DIRECTIONS: Which lines in the items below contain the word "Work", matching its capitalization? Copy out each of those lines in full.

RECORDS:
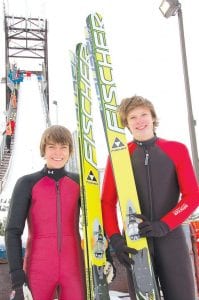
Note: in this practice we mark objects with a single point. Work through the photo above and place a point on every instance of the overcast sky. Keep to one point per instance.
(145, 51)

--

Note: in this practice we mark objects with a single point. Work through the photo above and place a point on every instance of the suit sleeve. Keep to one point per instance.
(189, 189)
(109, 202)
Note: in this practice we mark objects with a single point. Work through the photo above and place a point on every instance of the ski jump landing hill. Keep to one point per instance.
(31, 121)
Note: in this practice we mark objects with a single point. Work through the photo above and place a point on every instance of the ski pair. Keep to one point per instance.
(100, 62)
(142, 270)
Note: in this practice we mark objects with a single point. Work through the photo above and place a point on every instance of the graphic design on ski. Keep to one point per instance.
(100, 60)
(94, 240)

==

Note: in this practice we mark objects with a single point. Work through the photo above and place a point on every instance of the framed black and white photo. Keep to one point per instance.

FINAL RESULT:
Note: in this practice we mark objects with a single point. Work through the photo above and place a point on every instance of the overcast sky. Keep to one point per instance.
Note: in this practice we mark objects with a single point. Work through the photo above and place a point on every instance of the suit sleeve. Keep to one point per instance.
Note: in this practice we mark objects with a single point. Work through the photo above and place a point on every instance of the ski jump landing hill. Keep to one point per instance.
Note: in this practice we mark objects with a single point. Work through the photo above and place a point on every instance of the ski pair. Keep to one point per instance.
Note: in this practice we mark objects with a single point. Work through the photo above and place a point on every instance of the graphic design on ski. Keep to one point per instance.
Note: in this practice we mark objects with a single point. Work through the photo above and place a point on every instance of the framed black and white photo. Keep to one point per instance.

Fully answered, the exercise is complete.